Goal of the exercise
Quote each of the following lines word for word, with nothing altered.

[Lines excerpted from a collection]
· · · · ·

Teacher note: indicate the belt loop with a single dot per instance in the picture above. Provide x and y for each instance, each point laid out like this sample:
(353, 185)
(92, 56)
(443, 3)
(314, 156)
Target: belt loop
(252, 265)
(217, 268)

· · · · ·

Task output
Teacher note: indicate the belt loop with a single dot per instance in the picture above. Provide x and y for each instance, each point laid out like this sample:
(353, 185)
(92, 56)
(443, 3)
(314, 156)
Target: belt loop
(252, 265)
(217, 268)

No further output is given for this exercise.